§ **WHAT THIS TASK INVOLVES**:
Can you quote, word for word, the rows from the line with "obj: black shoe => bbox" up to and including the last line of the rows below?
***
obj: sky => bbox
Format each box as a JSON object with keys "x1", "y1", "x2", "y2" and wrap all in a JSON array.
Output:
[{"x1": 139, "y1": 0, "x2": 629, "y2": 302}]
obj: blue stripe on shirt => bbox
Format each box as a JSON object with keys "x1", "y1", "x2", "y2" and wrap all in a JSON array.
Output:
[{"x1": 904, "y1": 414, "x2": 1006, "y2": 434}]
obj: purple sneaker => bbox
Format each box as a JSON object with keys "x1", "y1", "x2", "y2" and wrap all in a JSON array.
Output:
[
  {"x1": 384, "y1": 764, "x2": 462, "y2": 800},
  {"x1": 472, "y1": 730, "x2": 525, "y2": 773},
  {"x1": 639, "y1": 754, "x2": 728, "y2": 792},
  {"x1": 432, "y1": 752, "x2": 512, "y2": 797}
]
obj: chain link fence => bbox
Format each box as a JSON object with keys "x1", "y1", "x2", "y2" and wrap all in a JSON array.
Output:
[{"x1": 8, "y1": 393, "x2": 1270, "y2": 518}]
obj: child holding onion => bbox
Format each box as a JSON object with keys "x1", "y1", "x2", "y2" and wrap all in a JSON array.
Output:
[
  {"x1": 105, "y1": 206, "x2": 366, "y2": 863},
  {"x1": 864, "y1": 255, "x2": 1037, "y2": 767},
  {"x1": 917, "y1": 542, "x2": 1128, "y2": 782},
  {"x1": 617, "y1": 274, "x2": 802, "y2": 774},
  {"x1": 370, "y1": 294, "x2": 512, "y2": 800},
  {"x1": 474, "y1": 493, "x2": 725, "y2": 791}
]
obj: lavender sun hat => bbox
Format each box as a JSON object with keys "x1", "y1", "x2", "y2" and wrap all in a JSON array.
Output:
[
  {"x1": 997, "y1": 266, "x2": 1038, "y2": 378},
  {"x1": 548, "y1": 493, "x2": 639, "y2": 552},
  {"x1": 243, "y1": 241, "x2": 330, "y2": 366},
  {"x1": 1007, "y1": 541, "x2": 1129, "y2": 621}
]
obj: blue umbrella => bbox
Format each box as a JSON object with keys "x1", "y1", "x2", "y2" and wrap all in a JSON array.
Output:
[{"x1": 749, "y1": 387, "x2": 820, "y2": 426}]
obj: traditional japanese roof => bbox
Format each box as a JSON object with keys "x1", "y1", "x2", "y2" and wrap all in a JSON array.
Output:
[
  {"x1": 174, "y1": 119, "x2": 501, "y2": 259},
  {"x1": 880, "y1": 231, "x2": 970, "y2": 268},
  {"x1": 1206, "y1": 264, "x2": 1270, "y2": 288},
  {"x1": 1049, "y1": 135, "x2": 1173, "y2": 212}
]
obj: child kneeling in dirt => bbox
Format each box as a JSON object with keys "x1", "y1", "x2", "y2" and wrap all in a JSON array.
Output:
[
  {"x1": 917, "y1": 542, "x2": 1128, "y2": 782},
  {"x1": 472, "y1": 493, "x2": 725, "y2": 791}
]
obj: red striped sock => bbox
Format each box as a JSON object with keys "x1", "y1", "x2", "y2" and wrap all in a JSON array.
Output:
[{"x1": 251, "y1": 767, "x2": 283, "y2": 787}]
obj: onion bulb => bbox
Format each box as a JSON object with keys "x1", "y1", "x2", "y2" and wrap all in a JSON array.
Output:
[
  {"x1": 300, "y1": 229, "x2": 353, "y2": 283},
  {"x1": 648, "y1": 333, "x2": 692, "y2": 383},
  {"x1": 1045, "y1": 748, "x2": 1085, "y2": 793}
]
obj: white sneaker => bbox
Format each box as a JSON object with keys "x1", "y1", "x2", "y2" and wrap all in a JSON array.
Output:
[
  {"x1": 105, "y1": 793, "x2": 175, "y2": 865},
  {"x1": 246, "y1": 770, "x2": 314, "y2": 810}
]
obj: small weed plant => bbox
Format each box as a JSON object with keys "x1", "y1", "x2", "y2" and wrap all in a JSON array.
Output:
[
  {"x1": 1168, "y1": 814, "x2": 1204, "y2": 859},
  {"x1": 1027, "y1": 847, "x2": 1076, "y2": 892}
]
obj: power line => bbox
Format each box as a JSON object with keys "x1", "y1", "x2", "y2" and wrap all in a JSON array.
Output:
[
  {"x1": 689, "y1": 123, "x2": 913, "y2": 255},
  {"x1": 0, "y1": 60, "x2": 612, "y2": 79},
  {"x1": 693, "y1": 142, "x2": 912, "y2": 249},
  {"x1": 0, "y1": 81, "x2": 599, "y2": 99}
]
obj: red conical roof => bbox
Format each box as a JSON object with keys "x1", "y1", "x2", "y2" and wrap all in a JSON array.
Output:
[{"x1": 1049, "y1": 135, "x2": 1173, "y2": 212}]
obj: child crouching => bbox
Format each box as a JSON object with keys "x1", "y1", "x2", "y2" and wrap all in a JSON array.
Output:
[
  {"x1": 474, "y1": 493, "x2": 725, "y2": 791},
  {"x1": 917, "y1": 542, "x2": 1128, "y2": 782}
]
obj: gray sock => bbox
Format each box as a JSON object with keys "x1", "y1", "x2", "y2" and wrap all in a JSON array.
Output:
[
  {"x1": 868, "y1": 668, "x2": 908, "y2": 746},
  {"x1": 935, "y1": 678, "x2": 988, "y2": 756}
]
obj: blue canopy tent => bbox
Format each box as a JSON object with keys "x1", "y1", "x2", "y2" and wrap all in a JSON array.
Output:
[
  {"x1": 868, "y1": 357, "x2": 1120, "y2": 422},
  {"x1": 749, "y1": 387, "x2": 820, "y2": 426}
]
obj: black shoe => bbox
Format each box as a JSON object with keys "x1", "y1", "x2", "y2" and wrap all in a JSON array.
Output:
***
§ **ANSWER TO THE TASK**:
obj: black shoe => bbox
Format each box as a JSON object with keys "x1", "y1", "x2", "y2" and wrap all in a JSON array.
Output:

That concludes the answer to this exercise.